Com base no trecho sobre a dívida pública, explique por que o governo teve despesas extraordinárias em 2020.

• **Trecho exibido**
::::

A Secretaria do Tesouro Nacional atualizou as projeções para a trajetória da dívida pública. Ao final de 2020, a previsão do governo é de que a Dívida Bruta do Governo Geral (DBGG) represente 96% do Produto Interno Bruto (soma das riquezas do país). Isso significará um crescimento de 20,2 pontos percentuais em relação a 2019. A crise do covid-19 exigiu do governo despesas extraordinárias em 2020, com deficit primário que deve atingir 12,7% do Produto Interno Bruto (PIB) ao final de 2020. Para os próximos anos, a estimativa é que de a dívida bruta continue crescendo, porém, mais lentamente, chegando a 100,8% do PIB em 2026. Somente após esse prazo, a dívida começaria uma trajetória de queda, para encerrar 2029 em 98% do PIB.

::::

• **Dados exibidos**
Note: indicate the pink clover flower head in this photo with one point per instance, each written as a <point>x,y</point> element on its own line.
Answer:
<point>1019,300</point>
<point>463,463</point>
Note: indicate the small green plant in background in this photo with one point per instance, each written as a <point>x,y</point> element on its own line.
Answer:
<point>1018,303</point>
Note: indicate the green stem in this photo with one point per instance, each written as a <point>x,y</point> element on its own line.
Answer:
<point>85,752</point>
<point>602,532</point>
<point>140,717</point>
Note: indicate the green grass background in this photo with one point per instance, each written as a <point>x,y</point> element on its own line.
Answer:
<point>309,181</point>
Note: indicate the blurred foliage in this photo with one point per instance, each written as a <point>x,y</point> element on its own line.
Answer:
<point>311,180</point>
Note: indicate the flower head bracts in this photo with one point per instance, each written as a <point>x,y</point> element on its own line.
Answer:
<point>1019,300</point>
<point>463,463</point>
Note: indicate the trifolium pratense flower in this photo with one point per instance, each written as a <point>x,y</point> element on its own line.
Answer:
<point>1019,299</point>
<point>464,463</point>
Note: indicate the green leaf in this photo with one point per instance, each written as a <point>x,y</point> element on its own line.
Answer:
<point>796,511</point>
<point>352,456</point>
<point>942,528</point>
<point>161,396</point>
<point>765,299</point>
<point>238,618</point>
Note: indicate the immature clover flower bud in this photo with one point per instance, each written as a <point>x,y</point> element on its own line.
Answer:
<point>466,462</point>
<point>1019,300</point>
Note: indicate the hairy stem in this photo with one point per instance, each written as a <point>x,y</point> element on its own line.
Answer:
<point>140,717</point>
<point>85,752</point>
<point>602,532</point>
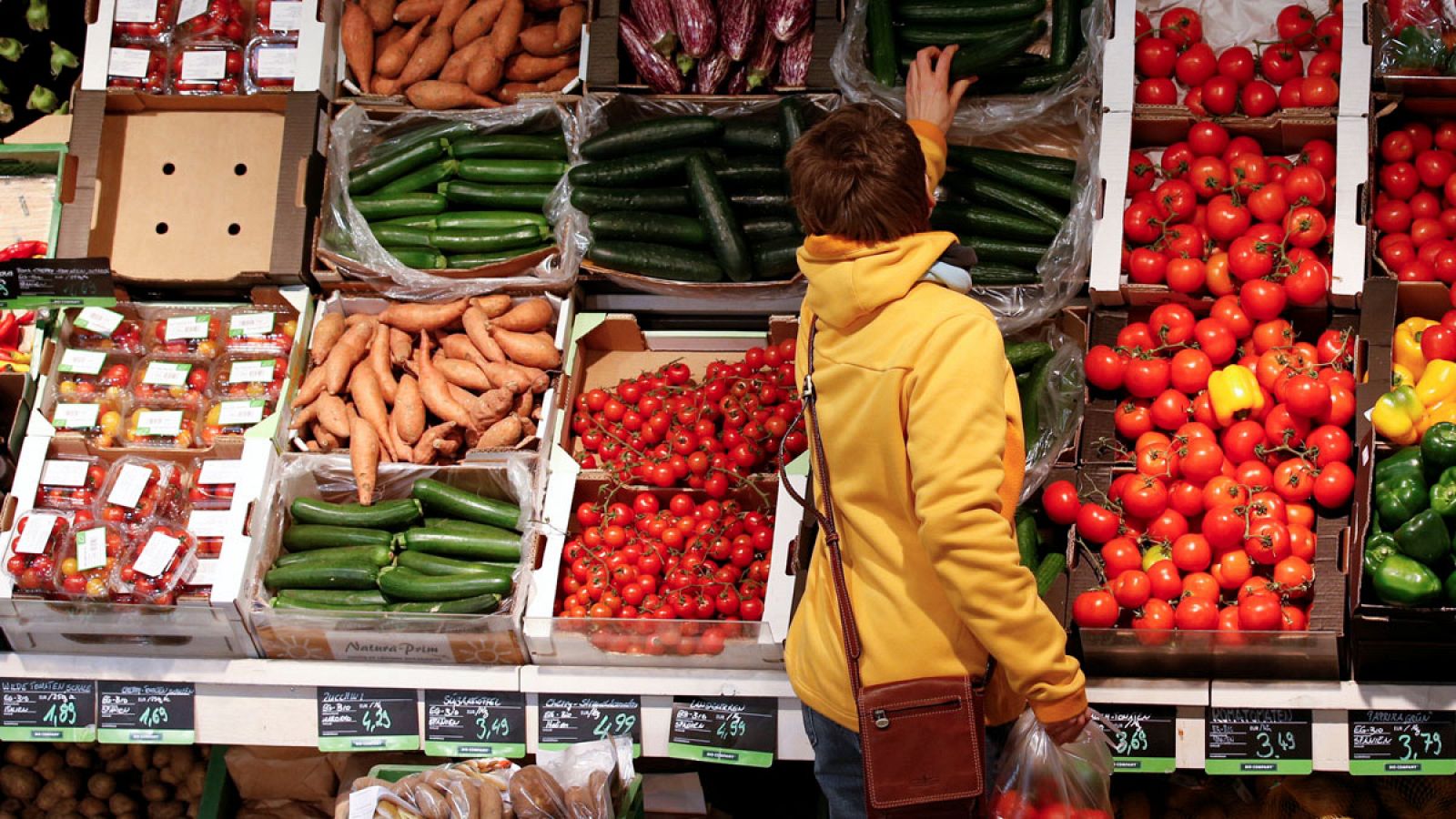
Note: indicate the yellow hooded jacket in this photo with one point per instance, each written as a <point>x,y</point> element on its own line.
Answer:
<point>922,431</point>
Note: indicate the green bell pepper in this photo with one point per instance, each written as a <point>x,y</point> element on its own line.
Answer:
<point>1424,538</point>
<point>1400,500</point>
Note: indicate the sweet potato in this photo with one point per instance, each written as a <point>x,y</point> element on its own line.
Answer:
<point>417,317</point>
<point>434,95</point>
<point>357,35</point>
<point>526,317</point>
<point>531,350</point>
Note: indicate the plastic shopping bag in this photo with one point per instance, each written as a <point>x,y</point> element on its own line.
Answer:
<point>1041,778</point>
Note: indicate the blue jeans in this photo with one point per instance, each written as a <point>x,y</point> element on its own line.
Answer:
<point>839,763</point>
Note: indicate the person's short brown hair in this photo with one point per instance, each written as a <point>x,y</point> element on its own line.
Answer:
<point>859,175</point>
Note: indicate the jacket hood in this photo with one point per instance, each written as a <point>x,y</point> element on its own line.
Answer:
<point>849,281</point>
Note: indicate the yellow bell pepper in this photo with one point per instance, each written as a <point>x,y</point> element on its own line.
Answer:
<point>1232,390</point>
<point>1409,344</point>
<point>1397,416</point>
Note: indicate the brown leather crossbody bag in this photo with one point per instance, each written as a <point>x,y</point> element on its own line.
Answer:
<point>922,739</point>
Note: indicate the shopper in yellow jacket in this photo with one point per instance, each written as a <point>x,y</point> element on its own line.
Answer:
<point>922,433</point>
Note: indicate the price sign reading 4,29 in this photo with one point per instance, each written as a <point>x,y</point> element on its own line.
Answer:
<point>1259,741</point>
<point>1402,742</point>
<point>147,713</point>
<point>568,720</point>
<point>475,723</point>
<point>55,710</point>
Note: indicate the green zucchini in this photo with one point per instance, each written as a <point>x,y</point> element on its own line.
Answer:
<point>383,515</point>
<point>308,537</point>
<point>657,261</point>
<point>648,228</point>
<point>399,205</point>
<point>359,574</point>
<point>517,146</point>
<point>462,504</point>
<point>513,171</point>
<point>655,200</point>
<point>410,584</point>
<point>635,138</point>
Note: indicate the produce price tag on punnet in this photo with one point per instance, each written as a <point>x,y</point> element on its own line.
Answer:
<point>369,719</point>
<point>1402,742</point>
<point>568,719</point>
<point>1259,741</point>
<point>47,710</point>
<point>147,713</point>
<point>40,283</point>
<point>475,723</point>
<point>1147,738</point>
<point>732,732</point>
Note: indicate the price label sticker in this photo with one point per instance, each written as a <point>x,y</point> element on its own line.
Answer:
<point>1402,743</point>
<point>51,710</point>
<point>249,324</point>
<point>75,416</point>
<point>730,731</point>
<point>99,319</point>
<point>82,361</point>
<point>1259,741</point>
<point>1145,738</point>
<point>475,723</point>
<point>368,719</point>
<point>147,713</point>
<point>565,720</point>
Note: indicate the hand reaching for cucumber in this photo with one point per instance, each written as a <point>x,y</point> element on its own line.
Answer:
<point>926,95</point>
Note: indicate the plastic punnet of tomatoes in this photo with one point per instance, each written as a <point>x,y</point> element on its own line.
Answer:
<point>1228,58</point>
<point>1215,213</point>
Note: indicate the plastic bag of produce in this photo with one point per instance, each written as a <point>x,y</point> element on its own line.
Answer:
<point>1038,775</point>
<point>351,244</point>
<point>980,111</point>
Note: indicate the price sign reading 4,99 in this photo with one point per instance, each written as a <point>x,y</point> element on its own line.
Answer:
<point>1402,742</point>
<point>568,720</point>
<point>369,719</point>
<point>55,710</point>
<point>147,713</point>
<point>1259,741</point>
<point>475,723</point>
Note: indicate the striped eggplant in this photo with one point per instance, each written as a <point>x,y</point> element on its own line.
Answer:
<point>654,18</point>
<point>739,21</point>
<point>659,73</point>
<point>696,26</point>
<point>794,58</point>
<point>788,18</point>
<point>711,72</point>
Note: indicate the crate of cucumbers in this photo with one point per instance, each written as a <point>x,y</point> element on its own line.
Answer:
<point>430,566</point>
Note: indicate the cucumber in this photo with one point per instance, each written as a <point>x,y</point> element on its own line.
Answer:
<point>713,208</point>
<point>652,135</point>
<point>513,171</point>
<point>519,146</point>
<point>641,169</point>
<point>410,584</point>
<point>506,197</point>
<point>648,228</point>
<point>657,261</point>
<point>657,200</point>
<point>354,574</point>
<point>399,205</point>
<point>383,515</point>
<point>480,603</point>
<point>427,562</point>
<point>460,504</point>
<point>752,137</point>
<point>308,537</point>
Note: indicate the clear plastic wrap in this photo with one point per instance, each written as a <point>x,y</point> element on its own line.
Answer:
<point>347,242</point>
<point>979,114</point>
<point>1040,777</point>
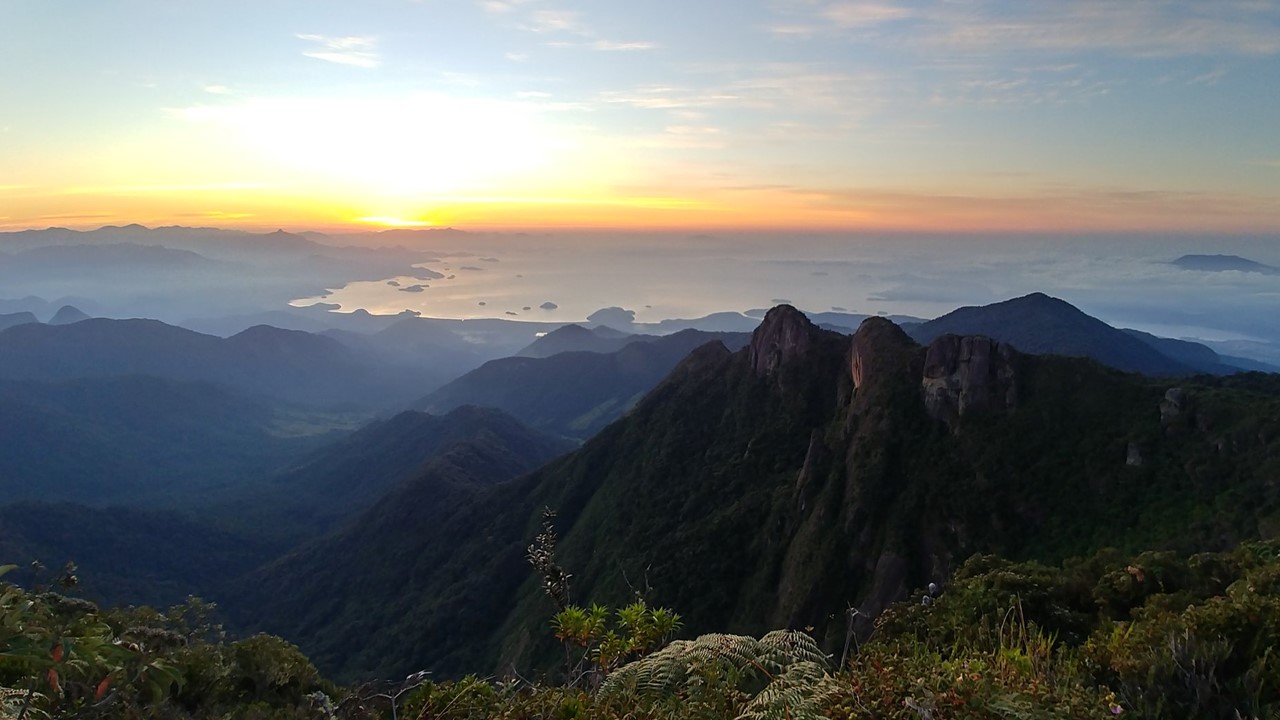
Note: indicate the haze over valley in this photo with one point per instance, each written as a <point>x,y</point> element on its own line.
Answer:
<point>552,359</point>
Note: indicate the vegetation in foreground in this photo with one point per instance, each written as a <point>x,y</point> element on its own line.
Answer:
<point>1152,636</point>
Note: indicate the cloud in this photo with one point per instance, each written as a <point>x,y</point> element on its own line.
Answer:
<point>621,46</point>
<point>501,7</point>
<point>1132,27</point>
<point>864,14</point>
<point>356,50</point>
<point>556,21</point>
<point>1146,28</point>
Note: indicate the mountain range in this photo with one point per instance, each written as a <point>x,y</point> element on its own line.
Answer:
<point>778,484</point>
<point>574,393</point>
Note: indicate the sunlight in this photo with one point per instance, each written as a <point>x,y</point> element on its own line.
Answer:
<point>425,144</point>
<point>394,222</point>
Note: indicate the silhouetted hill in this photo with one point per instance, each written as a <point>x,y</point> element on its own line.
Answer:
<point>1046,326</point>
<point>68,314</point>
<point>784,483</point>
<point>1192,354</point>
<point>1223,264</point>
<point>288,365</point>
<point>576,338</point>
<point>88,258</point>
<point>574,393</point>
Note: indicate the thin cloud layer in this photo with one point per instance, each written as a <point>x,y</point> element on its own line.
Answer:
<point>348,50</point>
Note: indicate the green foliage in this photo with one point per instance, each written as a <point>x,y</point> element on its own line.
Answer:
<point>638,630</point>
<point>63,657</point>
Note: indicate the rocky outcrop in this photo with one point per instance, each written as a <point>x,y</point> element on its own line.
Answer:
<point>784,336</point>
<point>1171,406</point>
<point>881,350</point>
<point>968,374</point>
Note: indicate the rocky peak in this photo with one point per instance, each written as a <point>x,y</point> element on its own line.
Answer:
<point>967,374</point>
<point>785,335</point>
<point>876,350</point>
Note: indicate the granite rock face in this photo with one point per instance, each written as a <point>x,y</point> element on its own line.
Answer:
<point>968,374</point>
<point>784,336</point>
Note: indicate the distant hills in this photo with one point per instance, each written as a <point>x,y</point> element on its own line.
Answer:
<point>289,365</point>
<point>574,393</point>
<point>68,314</point>
<point>1223,264</point>
<point>576,338</point>
<point>135,440</point>
<point>348,475</point>
<point>10,319</point>
<point>782,483</point>
<point>1047,326</point>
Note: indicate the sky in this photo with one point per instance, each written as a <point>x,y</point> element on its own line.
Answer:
<point>938,115</point>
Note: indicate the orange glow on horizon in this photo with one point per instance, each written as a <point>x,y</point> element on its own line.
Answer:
<point>695,210</point>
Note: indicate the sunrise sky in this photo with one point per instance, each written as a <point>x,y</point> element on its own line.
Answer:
<point>937,115</point>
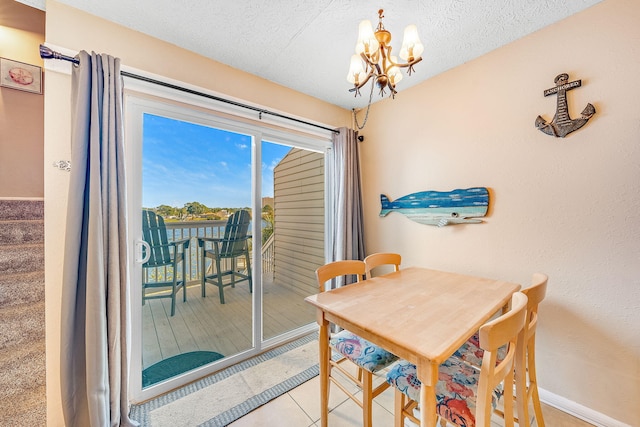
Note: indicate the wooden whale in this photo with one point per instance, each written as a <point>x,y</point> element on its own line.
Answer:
<point>462,206</point>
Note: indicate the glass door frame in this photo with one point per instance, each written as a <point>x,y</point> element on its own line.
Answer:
<point>140,98</point>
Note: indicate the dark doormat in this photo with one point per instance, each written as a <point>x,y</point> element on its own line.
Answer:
<point>177,365</point>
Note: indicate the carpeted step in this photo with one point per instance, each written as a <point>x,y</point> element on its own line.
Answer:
<point>22,385</point>
<point>21,289</point>
<point>17,232</point>
<point>21,259</point>
<point>22,314</point>
<point>21,209</point>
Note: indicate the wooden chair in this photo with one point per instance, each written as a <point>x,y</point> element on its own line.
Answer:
<point>381,258</point>
<point>233,245</point>
<point>368,357</point>
<point>526,381</point>
<point>465,395</point>
<point>162,255</point>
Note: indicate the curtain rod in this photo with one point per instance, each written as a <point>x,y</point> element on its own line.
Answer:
<point>48,53</point>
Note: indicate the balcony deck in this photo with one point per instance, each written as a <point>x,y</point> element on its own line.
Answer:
<point>205,324</point>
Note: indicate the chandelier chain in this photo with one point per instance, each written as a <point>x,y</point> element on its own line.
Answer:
<point>366,116</point>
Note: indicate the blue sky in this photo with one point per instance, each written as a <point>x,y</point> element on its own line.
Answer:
<point>185,162</point>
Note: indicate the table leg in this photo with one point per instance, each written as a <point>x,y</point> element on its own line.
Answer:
<point>428,376</point>
<point>325,354</point>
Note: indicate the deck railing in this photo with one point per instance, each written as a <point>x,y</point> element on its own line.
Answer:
<point>192,230</point>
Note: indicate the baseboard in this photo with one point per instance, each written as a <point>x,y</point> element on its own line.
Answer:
<point>579,411</point>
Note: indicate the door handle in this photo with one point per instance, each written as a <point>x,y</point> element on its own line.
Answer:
<point>142,246</point>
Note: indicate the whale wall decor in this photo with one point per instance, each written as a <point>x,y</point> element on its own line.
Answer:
<point>440,208</point>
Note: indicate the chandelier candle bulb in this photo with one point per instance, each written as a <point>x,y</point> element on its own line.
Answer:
<point>356,71</point>
<point>367,42</point>
<point>411,45</point>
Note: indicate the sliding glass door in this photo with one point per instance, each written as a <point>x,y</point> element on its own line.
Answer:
<point>228,226</point>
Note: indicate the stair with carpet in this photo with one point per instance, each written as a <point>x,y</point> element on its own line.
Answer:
<point>22,313</point>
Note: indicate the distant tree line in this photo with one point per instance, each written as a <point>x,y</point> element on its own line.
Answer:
<point>195,211</point>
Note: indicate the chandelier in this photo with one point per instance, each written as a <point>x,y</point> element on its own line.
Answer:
<point>373,57</point>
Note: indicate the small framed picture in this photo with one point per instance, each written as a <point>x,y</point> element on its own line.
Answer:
<point>21,76</point>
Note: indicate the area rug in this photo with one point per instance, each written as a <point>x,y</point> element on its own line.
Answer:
<point>176,365</point>
<point>223,397</point>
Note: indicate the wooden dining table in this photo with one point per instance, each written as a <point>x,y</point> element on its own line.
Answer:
<point>419,314</point>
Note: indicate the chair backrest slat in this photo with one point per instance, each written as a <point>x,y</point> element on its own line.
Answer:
<point>154,232</point>
<point>339,268</point>
<point>382,258</point>
<point>235,234</point>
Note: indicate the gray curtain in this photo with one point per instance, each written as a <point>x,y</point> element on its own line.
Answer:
<point>348,239</point>
<point>95,314</point>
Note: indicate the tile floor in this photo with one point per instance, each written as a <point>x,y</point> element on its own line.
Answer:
<point>301,408</point>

::::

• **Resposta**
A crise do covid-19 exigiu essas despesas extraordinárias do governo em 2020. Com elas, o deficit primário deve atingir 12,7% do PIB ao final do ano.